» **WHAT YOU HAVE TO DO**: Rewrite the lines of the listing from the one containing "Can you find the breaking" through the end of the listing, inclusive, keeping every line and raising each number in the point coordinates by 107.

|---|

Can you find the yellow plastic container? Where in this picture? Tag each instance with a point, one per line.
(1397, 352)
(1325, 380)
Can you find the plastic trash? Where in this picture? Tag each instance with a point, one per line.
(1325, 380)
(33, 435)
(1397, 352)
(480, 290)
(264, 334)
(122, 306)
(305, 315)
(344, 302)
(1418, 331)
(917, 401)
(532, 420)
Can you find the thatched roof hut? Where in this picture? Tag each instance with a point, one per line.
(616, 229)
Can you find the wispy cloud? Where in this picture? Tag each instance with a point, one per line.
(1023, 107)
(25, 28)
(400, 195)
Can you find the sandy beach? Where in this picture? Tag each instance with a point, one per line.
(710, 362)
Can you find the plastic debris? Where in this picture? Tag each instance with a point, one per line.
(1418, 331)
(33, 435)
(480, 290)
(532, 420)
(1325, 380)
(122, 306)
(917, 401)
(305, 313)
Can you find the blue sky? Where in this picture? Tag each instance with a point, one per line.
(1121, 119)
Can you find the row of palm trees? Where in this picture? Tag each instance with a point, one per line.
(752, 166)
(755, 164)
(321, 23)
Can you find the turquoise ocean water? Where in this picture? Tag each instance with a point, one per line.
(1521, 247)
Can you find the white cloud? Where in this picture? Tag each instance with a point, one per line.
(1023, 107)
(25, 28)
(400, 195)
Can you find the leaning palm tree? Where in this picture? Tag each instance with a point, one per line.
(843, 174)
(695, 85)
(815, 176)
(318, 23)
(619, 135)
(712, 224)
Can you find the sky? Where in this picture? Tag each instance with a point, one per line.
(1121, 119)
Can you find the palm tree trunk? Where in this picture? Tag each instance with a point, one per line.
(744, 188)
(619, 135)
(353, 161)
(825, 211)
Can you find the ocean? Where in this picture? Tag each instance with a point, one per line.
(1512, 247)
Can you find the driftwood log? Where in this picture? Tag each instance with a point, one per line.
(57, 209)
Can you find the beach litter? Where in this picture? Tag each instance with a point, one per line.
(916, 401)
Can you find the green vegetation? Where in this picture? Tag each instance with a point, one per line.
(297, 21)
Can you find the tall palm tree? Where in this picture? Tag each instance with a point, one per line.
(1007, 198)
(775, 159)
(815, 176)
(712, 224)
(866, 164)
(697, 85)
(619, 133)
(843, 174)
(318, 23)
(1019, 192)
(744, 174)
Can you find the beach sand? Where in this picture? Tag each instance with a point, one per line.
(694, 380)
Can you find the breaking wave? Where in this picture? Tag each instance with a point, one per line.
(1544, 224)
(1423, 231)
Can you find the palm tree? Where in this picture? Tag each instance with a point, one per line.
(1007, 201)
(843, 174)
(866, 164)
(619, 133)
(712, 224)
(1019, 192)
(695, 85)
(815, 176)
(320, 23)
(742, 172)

|---|

» **RESPONSE**:
Can you find the breaking wave? Where in this picture? Tag each instance with a point, one per line.
(1651, 331)
(1530, 338)
Can you find the palm tree? Where in this picture? Tag each instance with a point, one per line.
(1114, 308)
(950, 281)
(973, 271)
(726, 240)
(819, 331)
(1126, 299)
(802, 192)
(922, 283)
(427, 130)
(849, 279)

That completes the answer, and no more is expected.